- **GIVEN INSTRUCTION**
Can you rewrite the paragraph that begins "Unfortunately, most invalid regular expressions" in the forum thread below so that it is shorter but keeps its main facts?

- **READING PASSAGE**
○ ○ ○ ○ ○
Reputation: 10128
Is there a regular expression that matches valid regular expressions?
(I know there are several flavors of regexps. One would do.)
Upvotes: 33
Views: 5910
Reputation: 22009
If you merely want to check whether a regular expression is valid or not, simply try to compile it with whichever programming language or regular expression library you're working with.
Parsing regular expressions is far from trivial. As the author of RegexBuddy, I have been around that block a few times. If you really want to do it, use a regex to tokenize the input, and leave the parsing logic to procedural code. That is, your regex would match one regex token (^
, $
, \w
, (
, )
, etc.) at a time, and your procedural code would check if they're in the right order.
Upvotes: 38
Reputation: 2567
From Douglas Crockford's The JavaScript Programming Language video 4 (of 4):
/\/(\\[^\x00-\x1f]|\[(\\[^\x00-\x1f]|[^\x00-\x1f\\\/])*\]|[^\x00-\x1f\\\/\[])+\/[gim]*/
http://video.yahoo.com/watch/111596/1710658 at approximately -17.20.
Upvotes: 4
Reputation: 49218
Is there a regular expression that matches valid regular expressions?
By definion, it's quite simple: No.
The language of all regexes is no regular language (just look at nested parentheses) and therefore there can't be a regular expression to parse it.
Upvotes: 42
Reputation: 25996
As already said, you cannot describe regular expressions with a regular expression due to their recursive nature. You'll need a context free grammar for that.
But what would be the point of having such a regular expression, anyway? If you just want to check whether a regular expression is correct, you can simply try to use it (Pattern.compile(regexp) in Java) and if it screams it is not valid.
Upvotes: 9
Reputation: 41152
You probably need a parser, not a regex. Regexes are powerful tools, but are not parsing tools. They are not well suited to nested grammars, for example.
Upvotes: 5
Reputation: 21620
Unfortunately, most invalid regular expressions are invalid due to parentheses nesting errors. This is exactly the type of strings that regular expressions can't match. (Okay, some fancy regular expression systems have recursion extensions, but that's rare)
Upvotes: 15
Reputation: 41867
Depending on your goal I would say definately maybe.
If you want to filter regexps out from somewhere, it might prove difficult as regular expressions come in all sizes and shapes and they don't all start and end with slashes.
If you just need to know wether or not a regexp is valid there is another way. Depending on the language you're using you could try/catch
If you can be more specific I could try and give a better answer, the question is intruiging.
Upvotes: -1
○ ○ ○ ○ ○
- **SUPPLIED INFORMATION**
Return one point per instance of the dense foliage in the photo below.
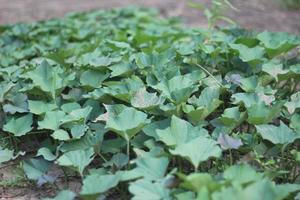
(141, 107)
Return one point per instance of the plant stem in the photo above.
(230, 156)
(128, 149)
(212, 76)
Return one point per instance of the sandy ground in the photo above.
(252, 14)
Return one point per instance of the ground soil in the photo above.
(252, 14)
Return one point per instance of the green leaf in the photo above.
(177, 89)
(48, 78)
(81, 115)
(198, 150)
(241, 174)
(198, 181)
(78, 159)
(277, 134)
(52, 120)
(144, 100)
(19, 126)
(274, 69)
(205, 104)
(46, 154)
(63, 195)
(151, 129)
(262, 114)
(127, 123)
(40, 107)
(294, 103)
(18, 104)
(248, 54)
(6, 155)
(277, 43)
(92, 78)
(98, 183)
(147, 190)
(35, 168)
(151, 168)
(180, 132)
(295, 122)
(61, 135)
(231, 116)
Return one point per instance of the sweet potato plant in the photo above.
(141, 107)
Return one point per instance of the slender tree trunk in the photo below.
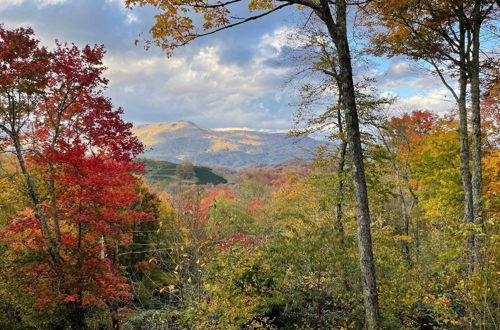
(477, 182)
(464, 153)
(35, 200)
(338, 32)
(341, 165)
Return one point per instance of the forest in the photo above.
(393, 225)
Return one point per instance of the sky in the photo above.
(234, 78)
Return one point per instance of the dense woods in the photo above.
(394, 225)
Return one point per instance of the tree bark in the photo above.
(477, 182)
(338, 32)
(35, 199)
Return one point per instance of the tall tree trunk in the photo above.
(341, 164)
(338, 32)
(35, 200)
(477, 182)
(463, 134)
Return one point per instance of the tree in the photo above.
(185, 170)
(446, 35)
(175, 26)
(75, 155)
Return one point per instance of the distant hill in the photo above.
(186, 141)
(159, 174)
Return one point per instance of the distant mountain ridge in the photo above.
(186, 141)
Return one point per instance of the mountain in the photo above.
(186, 141)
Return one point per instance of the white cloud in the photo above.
(437, 100)
(201, 87)
(41, 3)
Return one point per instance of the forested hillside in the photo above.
(393, 224)
(186, 141)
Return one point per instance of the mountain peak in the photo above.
(185, 141)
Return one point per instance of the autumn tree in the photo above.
(75, 155)
(446, 35)
(185, 170)
(175, 26)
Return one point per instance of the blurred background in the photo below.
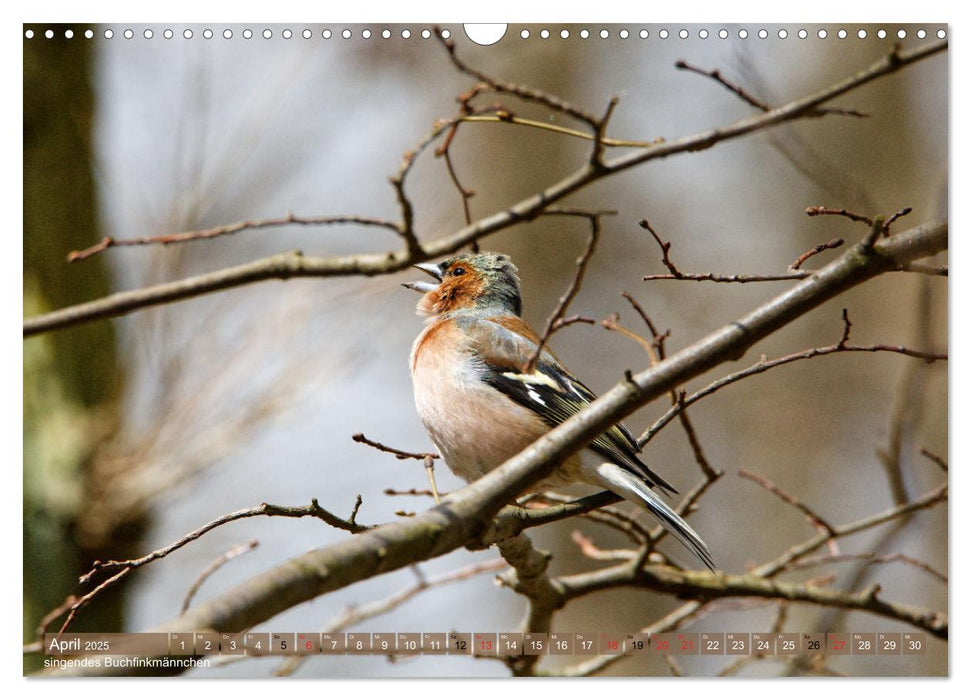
(140, 429)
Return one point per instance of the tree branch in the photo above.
(294, 264)
(467, 513)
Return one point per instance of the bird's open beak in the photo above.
(424, 286)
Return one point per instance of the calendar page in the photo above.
(424, 350)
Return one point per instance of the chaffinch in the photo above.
(480, 408)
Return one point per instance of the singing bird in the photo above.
(481, 406)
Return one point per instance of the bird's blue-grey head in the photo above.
(481, 280)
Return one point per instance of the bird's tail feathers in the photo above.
(634, 489)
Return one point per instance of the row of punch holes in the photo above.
(490, 34)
○ ○ ○ ○ ○
- **RESPONSE TO THE EXERCISE**
Most invalid regular expressions fail because of errors in nesting parentheses, which is exactly the kind of string a regular expression can't match. Some advanced regex systems have recursion extensions, but they are rare.